Your task is to return the span of lines beginning at the one with "Labeling fields. Category: pond water." and ending at the last line of the data, exactly as it stands.
++++ Records to process ++++
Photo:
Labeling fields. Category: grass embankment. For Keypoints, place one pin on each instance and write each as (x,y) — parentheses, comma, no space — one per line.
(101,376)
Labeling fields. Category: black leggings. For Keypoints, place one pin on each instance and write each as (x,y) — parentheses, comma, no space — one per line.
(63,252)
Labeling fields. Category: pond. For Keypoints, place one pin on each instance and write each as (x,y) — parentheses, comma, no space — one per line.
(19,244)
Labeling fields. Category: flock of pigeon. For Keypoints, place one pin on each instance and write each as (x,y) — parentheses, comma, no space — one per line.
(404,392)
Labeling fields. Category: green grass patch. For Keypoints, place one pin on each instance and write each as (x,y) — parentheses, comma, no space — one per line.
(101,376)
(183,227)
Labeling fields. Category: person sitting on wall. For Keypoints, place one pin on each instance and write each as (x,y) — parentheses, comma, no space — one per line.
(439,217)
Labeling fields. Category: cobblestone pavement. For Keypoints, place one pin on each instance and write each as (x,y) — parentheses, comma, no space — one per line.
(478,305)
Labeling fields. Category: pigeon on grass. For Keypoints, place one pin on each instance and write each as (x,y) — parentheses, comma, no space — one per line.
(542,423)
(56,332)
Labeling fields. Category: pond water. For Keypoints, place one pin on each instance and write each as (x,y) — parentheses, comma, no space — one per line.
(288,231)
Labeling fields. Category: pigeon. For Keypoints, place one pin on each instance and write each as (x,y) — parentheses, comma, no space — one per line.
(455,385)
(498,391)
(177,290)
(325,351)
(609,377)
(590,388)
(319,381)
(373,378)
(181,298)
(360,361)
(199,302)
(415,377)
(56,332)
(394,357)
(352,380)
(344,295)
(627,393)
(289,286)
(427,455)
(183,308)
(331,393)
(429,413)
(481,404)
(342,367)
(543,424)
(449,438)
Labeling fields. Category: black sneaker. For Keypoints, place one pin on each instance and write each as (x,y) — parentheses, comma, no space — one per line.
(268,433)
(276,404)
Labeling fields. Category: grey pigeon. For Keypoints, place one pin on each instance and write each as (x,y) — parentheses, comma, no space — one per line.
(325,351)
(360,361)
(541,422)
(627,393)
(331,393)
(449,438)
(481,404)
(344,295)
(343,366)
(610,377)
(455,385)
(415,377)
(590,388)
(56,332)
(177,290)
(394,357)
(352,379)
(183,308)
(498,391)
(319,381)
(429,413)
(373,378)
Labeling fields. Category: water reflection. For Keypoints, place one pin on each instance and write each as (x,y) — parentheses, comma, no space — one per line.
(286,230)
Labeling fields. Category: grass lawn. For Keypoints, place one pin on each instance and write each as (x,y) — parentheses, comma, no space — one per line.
++++
• [Response]:
Labeling fields. Category: pond water. For Keypoints, place one pin on each instance and write each as (x,y) — parentheses, comma, no space — one per line.
(288,231)
Labeling fields. Category: pigeon. For Keypoints, place one pin on each instance and write each as (x,y) — parentheses, comma, no space — one per line.
(455,385)
(498,391)
(177,290)
(325,351)
(609,377)
(590,388)
(319,381)
(373,378)
(181,298)
(360,361)
(199,302)
(415,377)
(56,332)
(394,357)
(352,380)
(344,295)
(627,393)
(289,286)
(427,455)
(183,308)
(331,393)
(429,413)
(481,404)
(342,367)
(543,424)
(449,438)
Labeling fields. Category: black sneaker. For Keypoints, place one pin on each instance and write each as (x,y) — parentheses, comma, no space — one per line.
(268,433)
(276,404)
Labeling fields. Category: grey pigeon. For Keypoints, place one pin on each instance and write each as (x,y) — parentheses, comma, no space — one per line.
(325,351)
(360,361)
(541,422)
(627,393)
(331,393)
(449,438)
(481,404)
(344,295)
(343,366)
(610,377)
(455,385)
(415,377)
(590,388)
(56,332)
(177,290)
(394,357)
(352,379)
(183,308)
(498,391)
(319,381)
(429,413)
(373,378)
Labeling fields. Category: water reflection. For Keypoints, place one pin on each instance and write each as (x,y) — parentheses, comma, no space — one per line.
(286,230)
Labeling fields. Category: grass lawn. For Keypoints, place one pin on each instance and write each as (x,y) — parentheses, comma, no space — one per line.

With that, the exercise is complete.